*Exercise task*.
Turn the lines of the records below into a Markdown table with two columns, Row and Line, numbering each line and skipping blank ones. Leave the pictures out of your answer.

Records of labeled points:
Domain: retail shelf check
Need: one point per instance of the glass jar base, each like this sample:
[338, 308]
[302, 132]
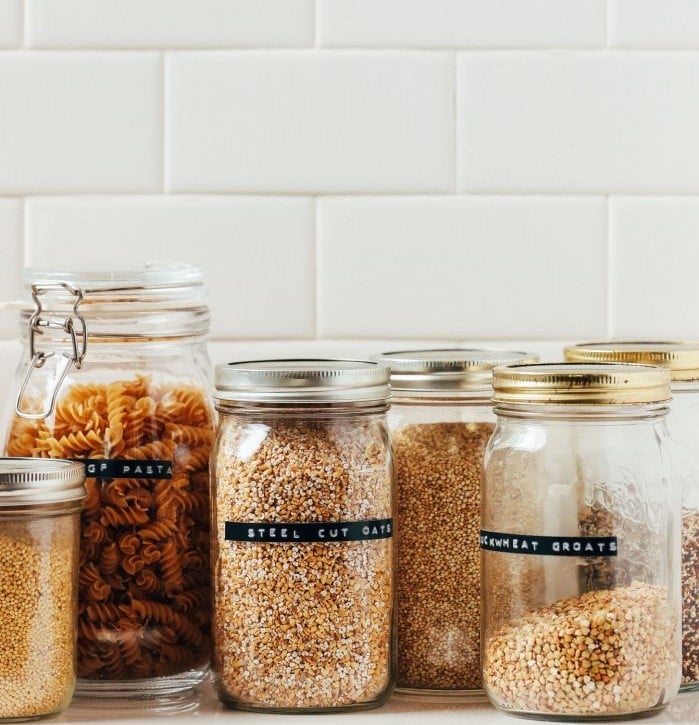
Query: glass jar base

*Expected output*.
| Row | Line |
|---|---|
| 1 | Domain: retail shelf check |
| 2 | Need: one point per instance of the glass jar base, each like this sample: |
| 3 | [338, 308] |
| 4 | [302, 132] |
| 5 | Query: glass jar base |